PASSAGE PROVIDED:
>>

LUCKNOW: While the word ‘Allopathy’ was used for the first time in 1827 by Samuel Hahnemann, Sushrut was born in 800 BC. As most of us are not even aware how conditioned we are, it is not easy to choose the better out of the two. We see what we want to see, and love the status quo. For example, even during the 18th Century, people opposed efforts to such an extent that Jonas Hanway was attacked when he carried an umbrella in London in 1780. There was a gap of 78 years in acceptance of small pox vaccination.
Let us understand how allopathy has flourished globally so well. Mainly due to research and usage of modern technology for precise diagnosis, followed by quick cure by using new medicines. The dictum is: what is measurable must be measured; and what is yet not measurable, efforts should continue to make it measurable.
However, within the best of medical fraternity abroad also, there have been near cruel opposition to creativity and brilliance due to prevailing conditioning among them. The pioneer of laparoscopy in 1960s, Kurt Karl Stephan Semm, was fiercely opposed; while he was in the middle of a slide projection, his projector was unplugged with the explanation that such unethical surgery should not be presented. He had even to undergo a brain-scan because colleagues suspected that only a person with brain damage would perform laparoscopic surgery. However, his journey of excellence continued.
Mahesh Yogi published his research on Transcendental Meditation in Scientific American and his professionals presented their research paper in the International Congress of Physiology in Frankfurt.

<<

STUDY QUESTIONS:
**A)** From the passage on allopathy and resistance to medical innovation, reproduce word for word the text between "LUCKNOW: While the" and "make it measurable.", inclusive.
**B)** Continue the passage on allopathy and resistance to medical innovation, starting after its final sentence.

DATA PROVIDED:
>>

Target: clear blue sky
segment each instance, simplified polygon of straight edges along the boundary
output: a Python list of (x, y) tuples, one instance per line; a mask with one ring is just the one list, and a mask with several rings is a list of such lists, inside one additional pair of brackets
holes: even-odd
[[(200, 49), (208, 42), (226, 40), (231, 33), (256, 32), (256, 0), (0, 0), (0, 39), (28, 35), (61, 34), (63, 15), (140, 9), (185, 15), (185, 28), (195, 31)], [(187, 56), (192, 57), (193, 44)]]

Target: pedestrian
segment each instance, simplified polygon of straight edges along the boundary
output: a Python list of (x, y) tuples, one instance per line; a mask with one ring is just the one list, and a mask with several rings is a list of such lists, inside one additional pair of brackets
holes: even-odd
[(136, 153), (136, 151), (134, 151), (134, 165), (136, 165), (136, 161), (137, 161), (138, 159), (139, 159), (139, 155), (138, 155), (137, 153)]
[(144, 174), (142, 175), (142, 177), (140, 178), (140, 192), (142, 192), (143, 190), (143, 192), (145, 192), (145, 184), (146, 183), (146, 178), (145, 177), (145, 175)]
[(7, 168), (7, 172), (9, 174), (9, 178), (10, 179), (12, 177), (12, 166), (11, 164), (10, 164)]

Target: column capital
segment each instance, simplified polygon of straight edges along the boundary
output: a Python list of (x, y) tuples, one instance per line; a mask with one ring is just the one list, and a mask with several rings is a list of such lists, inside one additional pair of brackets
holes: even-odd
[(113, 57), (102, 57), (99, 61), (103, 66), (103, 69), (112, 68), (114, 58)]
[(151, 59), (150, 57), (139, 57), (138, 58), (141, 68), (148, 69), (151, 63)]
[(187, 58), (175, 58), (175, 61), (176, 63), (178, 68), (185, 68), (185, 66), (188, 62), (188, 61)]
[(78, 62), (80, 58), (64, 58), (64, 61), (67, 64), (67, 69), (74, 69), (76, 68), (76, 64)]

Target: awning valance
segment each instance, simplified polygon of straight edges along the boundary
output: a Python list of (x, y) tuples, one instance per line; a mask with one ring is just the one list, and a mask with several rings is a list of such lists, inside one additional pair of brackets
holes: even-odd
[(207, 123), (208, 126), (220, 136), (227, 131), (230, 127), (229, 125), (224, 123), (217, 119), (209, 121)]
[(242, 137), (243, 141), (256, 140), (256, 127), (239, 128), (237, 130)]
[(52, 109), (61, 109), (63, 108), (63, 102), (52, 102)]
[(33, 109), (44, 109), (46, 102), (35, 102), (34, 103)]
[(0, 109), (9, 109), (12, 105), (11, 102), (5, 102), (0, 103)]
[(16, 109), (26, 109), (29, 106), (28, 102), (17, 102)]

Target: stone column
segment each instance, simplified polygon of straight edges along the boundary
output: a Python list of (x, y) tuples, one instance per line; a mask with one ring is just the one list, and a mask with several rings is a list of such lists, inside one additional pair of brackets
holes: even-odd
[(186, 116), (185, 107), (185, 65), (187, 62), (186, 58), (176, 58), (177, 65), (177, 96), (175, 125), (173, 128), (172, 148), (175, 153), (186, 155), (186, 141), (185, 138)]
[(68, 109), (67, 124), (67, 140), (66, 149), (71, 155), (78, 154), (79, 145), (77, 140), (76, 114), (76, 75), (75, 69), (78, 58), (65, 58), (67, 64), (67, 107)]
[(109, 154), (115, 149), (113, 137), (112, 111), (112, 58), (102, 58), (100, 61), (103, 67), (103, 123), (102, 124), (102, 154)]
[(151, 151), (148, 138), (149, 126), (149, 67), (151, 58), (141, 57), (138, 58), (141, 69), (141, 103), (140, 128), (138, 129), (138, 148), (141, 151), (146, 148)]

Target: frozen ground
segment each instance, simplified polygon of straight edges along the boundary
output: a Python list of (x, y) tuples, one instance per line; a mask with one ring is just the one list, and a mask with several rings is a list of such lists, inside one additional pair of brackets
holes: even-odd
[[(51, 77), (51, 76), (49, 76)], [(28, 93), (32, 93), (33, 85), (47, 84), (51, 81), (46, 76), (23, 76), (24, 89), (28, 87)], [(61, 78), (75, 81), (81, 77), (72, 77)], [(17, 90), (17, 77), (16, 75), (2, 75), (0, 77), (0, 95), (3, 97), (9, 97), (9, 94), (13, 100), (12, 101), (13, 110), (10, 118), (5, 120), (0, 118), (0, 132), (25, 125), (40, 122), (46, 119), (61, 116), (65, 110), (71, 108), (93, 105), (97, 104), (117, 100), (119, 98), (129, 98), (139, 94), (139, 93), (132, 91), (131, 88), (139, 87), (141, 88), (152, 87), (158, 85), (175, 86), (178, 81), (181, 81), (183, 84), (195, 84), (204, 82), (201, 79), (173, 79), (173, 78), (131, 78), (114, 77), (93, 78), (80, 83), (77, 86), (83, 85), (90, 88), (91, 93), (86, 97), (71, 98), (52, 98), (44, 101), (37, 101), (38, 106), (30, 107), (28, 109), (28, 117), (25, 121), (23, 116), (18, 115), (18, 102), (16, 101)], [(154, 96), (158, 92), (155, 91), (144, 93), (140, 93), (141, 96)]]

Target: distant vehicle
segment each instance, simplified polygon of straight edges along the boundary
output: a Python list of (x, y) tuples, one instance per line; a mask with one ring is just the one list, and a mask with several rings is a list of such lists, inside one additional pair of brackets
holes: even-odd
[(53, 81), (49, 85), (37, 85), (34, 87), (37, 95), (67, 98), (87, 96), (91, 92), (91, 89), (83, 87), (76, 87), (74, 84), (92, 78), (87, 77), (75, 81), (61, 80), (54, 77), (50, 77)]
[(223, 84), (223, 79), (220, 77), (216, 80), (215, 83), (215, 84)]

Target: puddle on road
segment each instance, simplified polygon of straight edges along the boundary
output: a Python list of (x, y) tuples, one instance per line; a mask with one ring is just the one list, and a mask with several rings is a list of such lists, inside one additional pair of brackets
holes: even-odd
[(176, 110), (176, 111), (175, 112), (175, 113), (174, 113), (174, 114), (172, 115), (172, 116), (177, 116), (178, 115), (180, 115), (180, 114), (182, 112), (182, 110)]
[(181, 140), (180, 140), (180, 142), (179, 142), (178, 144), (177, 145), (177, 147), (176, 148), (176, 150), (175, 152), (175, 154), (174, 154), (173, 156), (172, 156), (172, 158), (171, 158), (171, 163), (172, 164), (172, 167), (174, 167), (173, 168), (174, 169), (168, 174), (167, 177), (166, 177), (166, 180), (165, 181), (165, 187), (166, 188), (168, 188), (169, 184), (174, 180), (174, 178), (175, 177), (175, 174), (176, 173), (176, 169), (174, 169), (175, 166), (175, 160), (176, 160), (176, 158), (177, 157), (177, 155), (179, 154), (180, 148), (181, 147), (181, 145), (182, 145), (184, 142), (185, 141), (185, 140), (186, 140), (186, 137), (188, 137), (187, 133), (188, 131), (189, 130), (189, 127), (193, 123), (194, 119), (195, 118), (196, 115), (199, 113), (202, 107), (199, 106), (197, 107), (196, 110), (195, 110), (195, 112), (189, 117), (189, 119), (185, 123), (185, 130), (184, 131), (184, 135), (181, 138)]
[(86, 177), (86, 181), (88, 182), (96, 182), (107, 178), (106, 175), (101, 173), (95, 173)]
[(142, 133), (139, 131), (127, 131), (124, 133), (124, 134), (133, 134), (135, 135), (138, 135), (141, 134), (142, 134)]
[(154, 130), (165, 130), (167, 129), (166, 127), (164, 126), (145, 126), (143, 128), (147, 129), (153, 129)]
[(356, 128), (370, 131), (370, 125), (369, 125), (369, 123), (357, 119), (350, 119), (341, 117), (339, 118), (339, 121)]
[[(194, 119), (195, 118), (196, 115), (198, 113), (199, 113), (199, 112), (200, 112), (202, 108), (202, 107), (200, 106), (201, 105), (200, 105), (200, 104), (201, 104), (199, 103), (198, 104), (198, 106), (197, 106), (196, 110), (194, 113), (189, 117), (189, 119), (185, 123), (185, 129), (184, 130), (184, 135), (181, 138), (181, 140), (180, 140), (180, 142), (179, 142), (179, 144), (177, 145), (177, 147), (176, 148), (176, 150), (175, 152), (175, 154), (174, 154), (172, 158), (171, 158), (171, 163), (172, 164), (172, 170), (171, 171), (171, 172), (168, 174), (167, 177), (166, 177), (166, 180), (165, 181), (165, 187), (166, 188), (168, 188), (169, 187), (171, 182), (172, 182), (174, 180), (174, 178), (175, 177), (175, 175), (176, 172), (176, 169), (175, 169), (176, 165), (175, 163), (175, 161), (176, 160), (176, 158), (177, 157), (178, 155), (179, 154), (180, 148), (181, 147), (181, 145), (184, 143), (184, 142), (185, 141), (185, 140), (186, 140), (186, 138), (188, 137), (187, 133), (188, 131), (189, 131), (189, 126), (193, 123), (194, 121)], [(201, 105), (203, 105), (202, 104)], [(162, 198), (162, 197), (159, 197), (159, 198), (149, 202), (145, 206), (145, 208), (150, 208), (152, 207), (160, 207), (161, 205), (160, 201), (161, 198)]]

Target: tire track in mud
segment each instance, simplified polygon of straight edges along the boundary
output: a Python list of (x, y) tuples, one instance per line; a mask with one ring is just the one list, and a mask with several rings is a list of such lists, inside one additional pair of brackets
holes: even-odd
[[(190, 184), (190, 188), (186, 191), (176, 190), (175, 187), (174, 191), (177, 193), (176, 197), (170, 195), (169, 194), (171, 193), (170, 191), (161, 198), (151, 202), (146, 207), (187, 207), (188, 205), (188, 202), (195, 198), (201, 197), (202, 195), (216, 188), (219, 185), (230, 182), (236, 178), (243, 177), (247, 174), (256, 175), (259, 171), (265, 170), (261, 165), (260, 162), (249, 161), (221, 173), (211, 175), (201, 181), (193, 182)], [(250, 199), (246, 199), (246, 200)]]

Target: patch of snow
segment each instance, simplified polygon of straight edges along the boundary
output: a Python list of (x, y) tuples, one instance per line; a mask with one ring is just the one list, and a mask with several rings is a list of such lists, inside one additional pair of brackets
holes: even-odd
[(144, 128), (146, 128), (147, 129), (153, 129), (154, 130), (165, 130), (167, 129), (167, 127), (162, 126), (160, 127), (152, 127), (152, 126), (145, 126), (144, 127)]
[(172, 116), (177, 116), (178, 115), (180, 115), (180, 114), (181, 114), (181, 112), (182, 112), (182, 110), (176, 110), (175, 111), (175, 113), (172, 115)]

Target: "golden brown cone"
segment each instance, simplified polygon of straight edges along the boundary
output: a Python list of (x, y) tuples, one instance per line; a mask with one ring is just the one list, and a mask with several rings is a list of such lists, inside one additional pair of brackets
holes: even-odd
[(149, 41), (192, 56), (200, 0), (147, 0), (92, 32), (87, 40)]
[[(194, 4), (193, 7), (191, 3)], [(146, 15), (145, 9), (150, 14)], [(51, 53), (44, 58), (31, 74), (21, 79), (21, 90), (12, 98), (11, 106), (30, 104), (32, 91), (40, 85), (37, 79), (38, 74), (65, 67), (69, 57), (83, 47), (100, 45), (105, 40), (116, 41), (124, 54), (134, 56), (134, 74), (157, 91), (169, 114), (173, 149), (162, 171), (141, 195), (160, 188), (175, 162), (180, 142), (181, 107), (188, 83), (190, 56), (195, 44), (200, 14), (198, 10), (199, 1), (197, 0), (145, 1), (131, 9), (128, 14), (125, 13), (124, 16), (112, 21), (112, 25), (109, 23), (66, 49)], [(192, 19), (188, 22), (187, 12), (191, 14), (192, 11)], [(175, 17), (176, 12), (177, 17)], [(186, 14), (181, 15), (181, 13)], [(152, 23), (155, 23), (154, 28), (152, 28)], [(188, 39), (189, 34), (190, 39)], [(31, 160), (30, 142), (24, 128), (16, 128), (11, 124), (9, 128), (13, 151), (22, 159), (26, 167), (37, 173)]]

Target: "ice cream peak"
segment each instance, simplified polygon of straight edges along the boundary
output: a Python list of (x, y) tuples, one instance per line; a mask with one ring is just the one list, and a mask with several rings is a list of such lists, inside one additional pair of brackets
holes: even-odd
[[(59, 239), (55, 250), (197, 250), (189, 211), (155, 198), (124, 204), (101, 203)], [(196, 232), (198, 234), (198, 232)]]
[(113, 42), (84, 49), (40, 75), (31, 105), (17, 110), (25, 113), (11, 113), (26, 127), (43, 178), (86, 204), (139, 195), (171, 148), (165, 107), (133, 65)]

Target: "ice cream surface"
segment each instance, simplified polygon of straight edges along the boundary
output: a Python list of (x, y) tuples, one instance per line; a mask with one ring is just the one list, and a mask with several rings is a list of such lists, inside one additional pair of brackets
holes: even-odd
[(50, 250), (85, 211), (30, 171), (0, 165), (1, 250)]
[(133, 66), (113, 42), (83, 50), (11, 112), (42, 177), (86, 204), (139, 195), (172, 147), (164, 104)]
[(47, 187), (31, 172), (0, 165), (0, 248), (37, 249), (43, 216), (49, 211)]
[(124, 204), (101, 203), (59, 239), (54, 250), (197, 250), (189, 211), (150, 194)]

<<

WRITTEN RESPONSES:
**A)**
LUCKNOW: While the word ‘Allopathy’ was used for the first time in 1827 by Samuel Hahnemann, Sushrut was born in 800 BC. As most of us are not even aware how conditioned we are, it is not easy to choose the better out of the two. We see what we want to see, and love the status quo. For example, even during the 18th Century, people opposed efforts to such an extent that Jonas Hanway was attacked when he carried an umbrella in London in 1780. There was a gap of 78 years in acceptance of small pox vaccination.
Let us understand how allopathy has flourished globally so well. Mainly due to research and usage of modern technology for precise diagnosis, followed by quick cure by using new medicines. The dictum is: what is measurable must be measured; and what is yet not measurable, efforts should continue to make it measurable.

**B)**
Another success story is of Padma Shri Professor KN Udupa, founder-director of the Institute of Medical Science, BHU. He had a degree, both in ayurvedic medicine and MS from the University of Michigan in 1948 and FRCS from Canada. He was an icon. The Government of India had appointed a committee under his chairmanship which was called Udupa Committee.
What best can we do today? First, the government should take care of the report submitted by the Udupa Committee in April 1959. Second, we must follow what Nobel Laureate Francis Crick wrote in Nature (UK) in February 2003: “In nature, hybrid species are usually sterile, but in science the reverse is true. Hybrid subjects are often astonishingly fertile whereas if a science discipline remains too pure it usually wilts.”
We have hope that our learned Union health minister Dr Harsh Vardhan will ensure that holistic and integrated medicine authentically helps us with lesser “tol-mol” and more “tal-mel”, etymologically true to his name: “Enhancement of Joy”.
(The writer is the former vice-chancellor of the universities at Gorakhpur, Bareilly, Agra and Aligarh. Views expressed here are his own)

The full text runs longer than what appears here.